*Requirement*
In the entries that follow, how many lines contain "open"? Please reply with only the number.

*Material supplied*
-=-=-

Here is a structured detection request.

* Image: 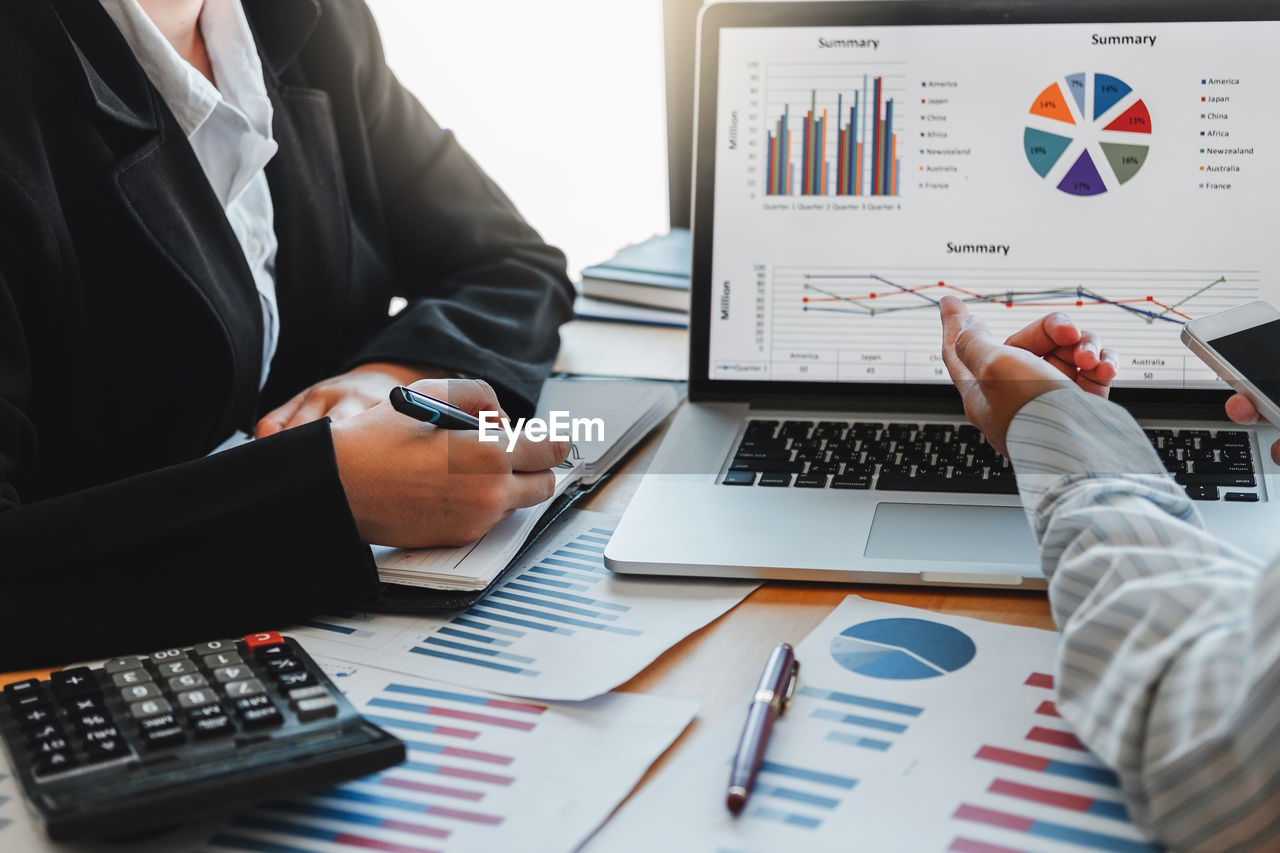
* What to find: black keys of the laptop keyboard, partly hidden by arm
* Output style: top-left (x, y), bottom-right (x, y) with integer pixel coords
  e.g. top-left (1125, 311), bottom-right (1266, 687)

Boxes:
top-left (722, 420), bottom-right (1258, 501)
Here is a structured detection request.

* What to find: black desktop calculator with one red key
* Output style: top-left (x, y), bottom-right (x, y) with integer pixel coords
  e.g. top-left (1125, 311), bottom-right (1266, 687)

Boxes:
top-left (0, 631), bottom-right (404, 840)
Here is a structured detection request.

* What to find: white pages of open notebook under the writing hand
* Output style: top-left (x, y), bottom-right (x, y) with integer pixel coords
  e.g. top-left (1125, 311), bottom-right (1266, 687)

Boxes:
top-left (374, 379), bottom-right (681, 590)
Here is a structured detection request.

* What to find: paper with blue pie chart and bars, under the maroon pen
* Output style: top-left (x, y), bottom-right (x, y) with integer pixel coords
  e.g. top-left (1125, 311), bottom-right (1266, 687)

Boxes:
top-left (588, 597), bottom-right (1155, 853)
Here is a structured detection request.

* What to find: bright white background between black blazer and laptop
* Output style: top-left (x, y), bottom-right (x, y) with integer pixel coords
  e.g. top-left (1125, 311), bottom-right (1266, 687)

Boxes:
top-left (369, 0), bottom-right (668, 278)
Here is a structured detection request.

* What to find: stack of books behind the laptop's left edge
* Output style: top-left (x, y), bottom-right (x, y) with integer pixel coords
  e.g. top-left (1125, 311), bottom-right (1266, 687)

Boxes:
top-left (573, 228), bottom-right (692, 328)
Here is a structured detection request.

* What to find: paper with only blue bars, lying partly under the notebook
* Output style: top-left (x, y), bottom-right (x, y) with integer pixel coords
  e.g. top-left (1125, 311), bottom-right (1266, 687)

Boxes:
top-left (291, 512), bottom-right (756, 701)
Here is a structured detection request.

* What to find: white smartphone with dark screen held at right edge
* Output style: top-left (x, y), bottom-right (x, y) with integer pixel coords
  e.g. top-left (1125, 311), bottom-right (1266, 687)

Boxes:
top-left (1181, 302), bottom-right (1280, 427)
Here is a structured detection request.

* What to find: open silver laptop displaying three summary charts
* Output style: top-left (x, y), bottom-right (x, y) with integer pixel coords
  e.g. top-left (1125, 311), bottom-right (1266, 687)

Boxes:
top-left (605, 0), bottom-right (1280, 589)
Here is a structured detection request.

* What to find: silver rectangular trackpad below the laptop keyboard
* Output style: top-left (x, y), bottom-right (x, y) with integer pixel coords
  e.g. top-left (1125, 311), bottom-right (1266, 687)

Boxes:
top-left (865, 503), bottom-right (1039, 566)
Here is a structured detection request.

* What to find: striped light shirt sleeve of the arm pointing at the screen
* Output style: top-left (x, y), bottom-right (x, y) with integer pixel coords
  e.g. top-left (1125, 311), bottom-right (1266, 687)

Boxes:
top-left (1009, 389), bottom-right (1280, 850)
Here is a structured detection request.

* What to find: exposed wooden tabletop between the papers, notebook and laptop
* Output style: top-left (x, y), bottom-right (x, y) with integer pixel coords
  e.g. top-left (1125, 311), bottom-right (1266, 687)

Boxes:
top-left (584, 422), bottom-right (1053, 785)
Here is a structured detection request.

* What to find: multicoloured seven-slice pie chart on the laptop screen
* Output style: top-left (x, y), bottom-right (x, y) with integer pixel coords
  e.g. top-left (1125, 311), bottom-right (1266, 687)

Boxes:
top-left (1023, 72), bottom-right (1151, 196)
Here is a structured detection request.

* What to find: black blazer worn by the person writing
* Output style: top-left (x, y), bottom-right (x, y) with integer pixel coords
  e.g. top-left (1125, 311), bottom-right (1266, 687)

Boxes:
top-left (0, 0), bottom-right (572, 670)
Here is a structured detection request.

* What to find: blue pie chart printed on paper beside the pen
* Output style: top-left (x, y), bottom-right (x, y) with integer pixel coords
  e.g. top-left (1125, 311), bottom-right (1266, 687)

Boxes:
top-left (831, 619), bottom-right (978, 680)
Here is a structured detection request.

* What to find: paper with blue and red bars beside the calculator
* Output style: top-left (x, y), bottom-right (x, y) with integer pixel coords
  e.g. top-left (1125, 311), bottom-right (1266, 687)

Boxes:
top-left (207, 662), bottom-right (694, 853)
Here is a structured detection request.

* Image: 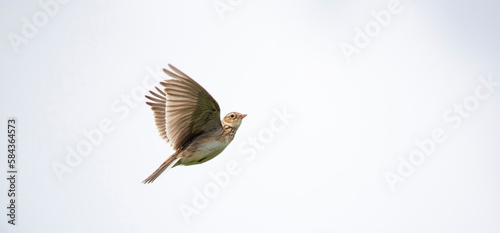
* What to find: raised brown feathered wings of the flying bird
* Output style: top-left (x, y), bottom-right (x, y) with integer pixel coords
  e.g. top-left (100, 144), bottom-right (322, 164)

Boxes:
top-left (147, 64), bottom-right (222, 150)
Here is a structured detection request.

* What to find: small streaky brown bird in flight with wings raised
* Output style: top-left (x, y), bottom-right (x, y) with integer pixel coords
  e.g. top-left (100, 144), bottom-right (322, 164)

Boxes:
top-left (142, 64), bottom-right (247, 184)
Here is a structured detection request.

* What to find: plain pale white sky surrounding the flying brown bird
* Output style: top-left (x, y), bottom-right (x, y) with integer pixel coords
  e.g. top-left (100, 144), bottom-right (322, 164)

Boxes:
top-left (0, 0), bottom-right (500, 233)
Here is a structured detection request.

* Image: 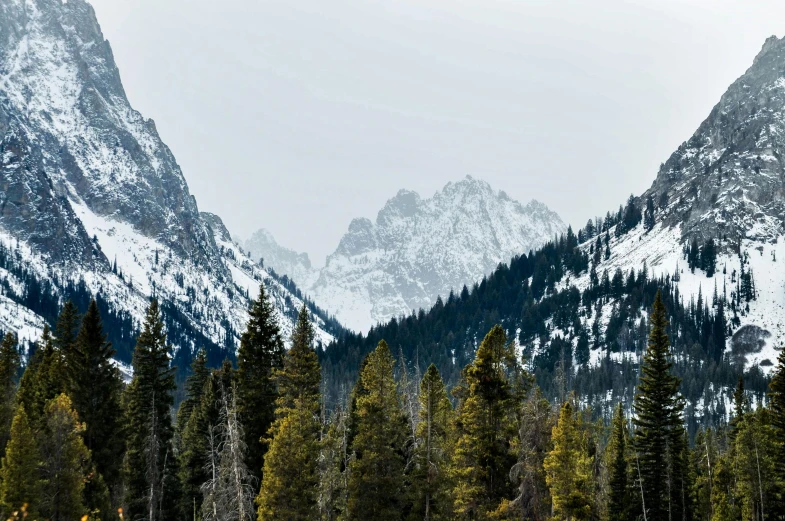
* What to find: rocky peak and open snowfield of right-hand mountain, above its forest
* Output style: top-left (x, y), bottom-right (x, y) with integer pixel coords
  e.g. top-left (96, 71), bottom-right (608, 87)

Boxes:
top-left (572, 36), bottom-right (785, 371)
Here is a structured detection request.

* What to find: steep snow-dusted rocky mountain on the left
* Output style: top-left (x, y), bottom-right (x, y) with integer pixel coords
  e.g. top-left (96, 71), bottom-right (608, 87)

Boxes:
top-left (0, 0), bottom-right (339, 367)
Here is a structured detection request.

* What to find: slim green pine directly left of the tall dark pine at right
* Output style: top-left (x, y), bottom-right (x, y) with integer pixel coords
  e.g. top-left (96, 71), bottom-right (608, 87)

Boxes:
top-left (608, 403), bottom-right (635, 521)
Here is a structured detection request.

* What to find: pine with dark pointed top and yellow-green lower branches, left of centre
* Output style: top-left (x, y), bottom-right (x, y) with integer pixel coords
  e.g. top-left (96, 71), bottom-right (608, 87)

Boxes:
top-left (256, 305), bottom-right (321, 521)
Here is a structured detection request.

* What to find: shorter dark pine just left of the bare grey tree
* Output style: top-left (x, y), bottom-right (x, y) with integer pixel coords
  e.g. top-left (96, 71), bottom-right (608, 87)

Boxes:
top-left (177, 349), bottom-right (214, 519)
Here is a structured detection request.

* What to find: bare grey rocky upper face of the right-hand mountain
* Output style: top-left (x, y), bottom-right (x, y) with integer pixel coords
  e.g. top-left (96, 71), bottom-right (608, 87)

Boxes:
top-left (647, 36), bottom-right (785, 242)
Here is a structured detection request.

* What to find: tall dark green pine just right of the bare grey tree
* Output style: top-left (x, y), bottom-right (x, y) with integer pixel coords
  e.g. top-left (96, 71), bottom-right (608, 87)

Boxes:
top-left (237, 284), bottom-right (284, 481)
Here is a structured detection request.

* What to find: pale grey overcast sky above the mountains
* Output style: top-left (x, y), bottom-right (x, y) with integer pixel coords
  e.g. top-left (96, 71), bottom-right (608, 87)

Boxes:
top-left (87, 0), bottom-right (785, 264)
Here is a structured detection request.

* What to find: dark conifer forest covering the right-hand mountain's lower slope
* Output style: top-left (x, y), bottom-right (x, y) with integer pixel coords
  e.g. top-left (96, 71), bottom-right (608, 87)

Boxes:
top-left (320, 219), bottom-right (773, 439)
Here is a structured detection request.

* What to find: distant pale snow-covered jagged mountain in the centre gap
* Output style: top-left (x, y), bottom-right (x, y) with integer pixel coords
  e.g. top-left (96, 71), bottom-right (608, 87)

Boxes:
top-left (245, 177), bottom-right (566, 331)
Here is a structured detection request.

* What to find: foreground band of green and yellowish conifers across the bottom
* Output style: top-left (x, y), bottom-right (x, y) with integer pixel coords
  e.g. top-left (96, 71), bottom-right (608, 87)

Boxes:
top-left (0, 288), bottom-right (785, 521)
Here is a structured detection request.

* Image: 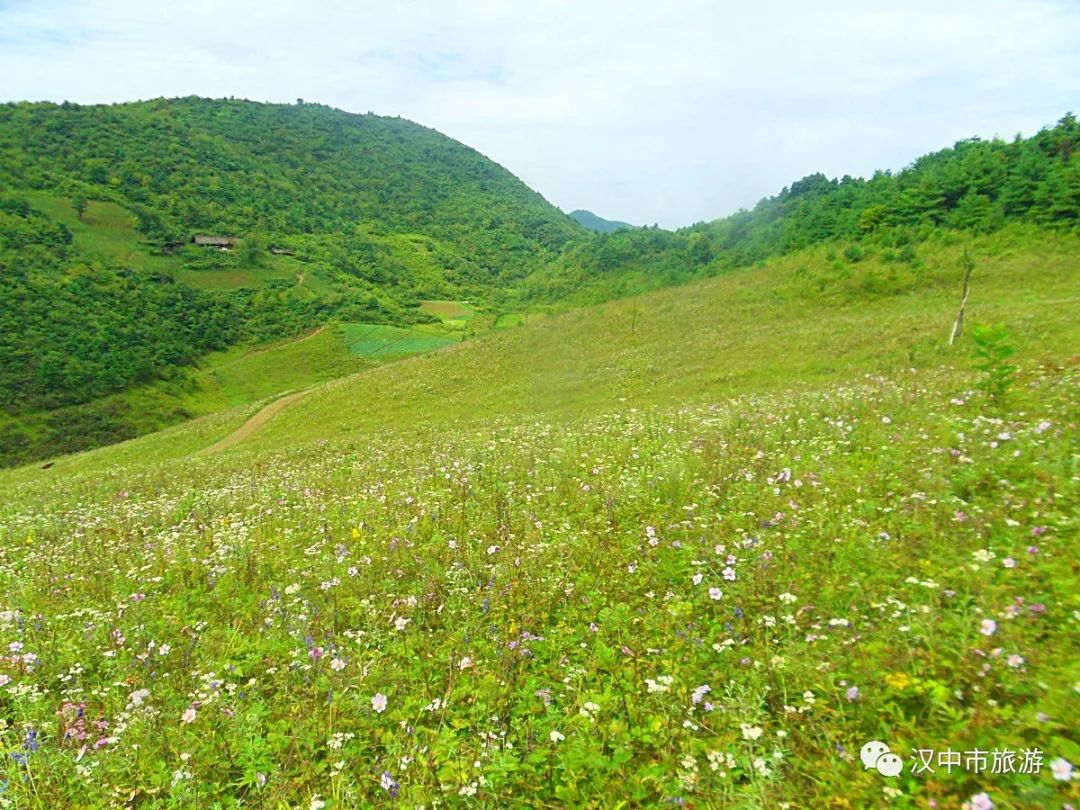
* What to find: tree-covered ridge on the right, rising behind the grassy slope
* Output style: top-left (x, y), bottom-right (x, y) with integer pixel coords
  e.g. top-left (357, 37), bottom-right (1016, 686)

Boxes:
top-left (525, 114), bottom-right (1080, 305)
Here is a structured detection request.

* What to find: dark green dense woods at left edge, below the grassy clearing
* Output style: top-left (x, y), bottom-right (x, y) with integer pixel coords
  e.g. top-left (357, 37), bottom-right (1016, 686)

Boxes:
top-left (0, 199), bottom-right (232, 414)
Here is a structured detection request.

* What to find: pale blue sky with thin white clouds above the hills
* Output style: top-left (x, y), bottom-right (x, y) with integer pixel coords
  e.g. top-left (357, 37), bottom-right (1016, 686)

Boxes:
top-left (0, 0), bottom-right (1080, 228)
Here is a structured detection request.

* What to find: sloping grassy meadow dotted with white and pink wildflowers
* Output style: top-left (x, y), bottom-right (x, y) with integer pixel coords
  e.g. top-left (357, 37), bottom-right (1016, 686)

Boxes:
top-left (0, 227), bottom-right (1080, 809)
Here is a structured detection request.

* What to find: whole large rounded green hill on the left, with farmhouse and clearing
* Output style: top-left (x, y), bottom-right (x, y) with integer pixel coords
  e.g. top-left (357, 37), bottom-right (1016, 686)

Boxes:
top-left (0, 98), bottom-right (581, 463)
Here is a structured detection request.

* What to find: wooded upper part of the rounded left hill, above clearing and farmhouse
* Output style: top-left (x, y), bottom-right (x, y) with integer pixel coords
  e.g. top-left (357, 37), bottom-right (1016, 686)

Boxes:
top-left (0, 98), bottom-right (575, 264)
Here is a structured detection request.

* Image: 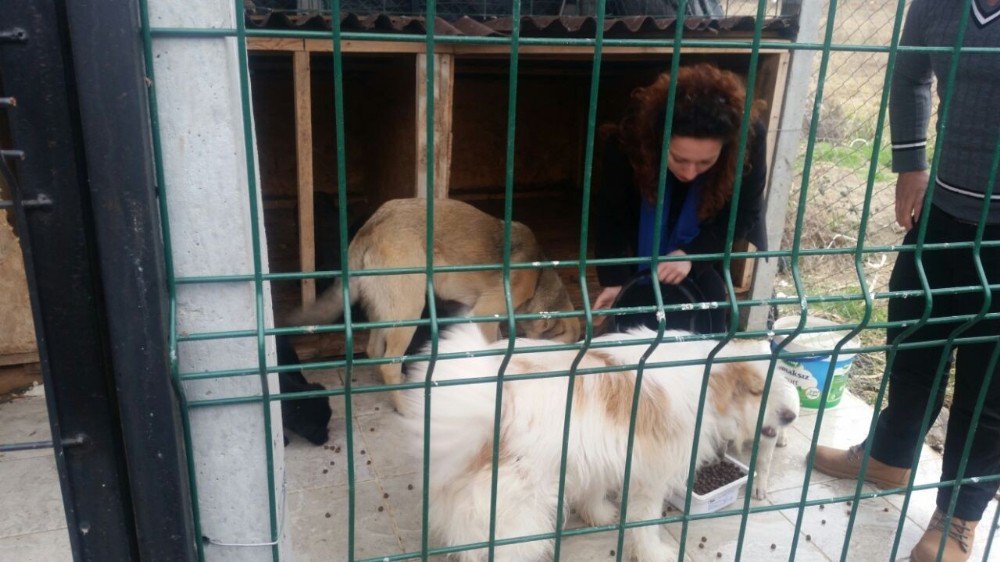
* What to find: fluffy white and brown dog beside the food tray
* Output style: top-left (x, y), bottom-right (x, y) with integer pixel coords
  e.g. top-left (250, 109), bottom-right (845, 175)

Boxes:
top-left (405, 326), bottom-right (797, 561)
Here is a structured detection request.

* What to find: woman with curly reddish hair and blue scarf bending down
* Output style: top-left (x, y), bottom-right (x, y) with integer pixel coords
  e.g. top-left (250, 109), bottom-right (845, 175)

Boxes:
top-left (593, 64), bottom-right (767, 331)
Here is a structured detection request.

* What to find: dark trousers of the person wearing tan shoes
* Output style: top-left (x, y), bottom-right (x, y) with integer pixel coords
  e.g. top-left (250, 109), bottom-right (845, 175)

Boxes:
top-left (872, 203), bottom-right (1000, 521)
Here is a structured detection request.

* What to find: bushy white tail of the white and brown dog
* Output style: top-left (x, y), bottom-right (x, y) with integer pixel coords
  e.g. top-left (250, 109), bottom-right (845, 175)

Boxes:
top-left (402, 324), bottom-right (506, 482)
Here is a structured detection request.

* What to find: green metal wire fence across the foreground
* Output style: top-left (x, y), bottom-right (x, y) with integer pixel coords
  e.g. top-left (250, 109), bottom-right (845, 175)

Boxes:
top-left (141, 0), bottom-right (1000, 561)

-=-=-

*Reply*
3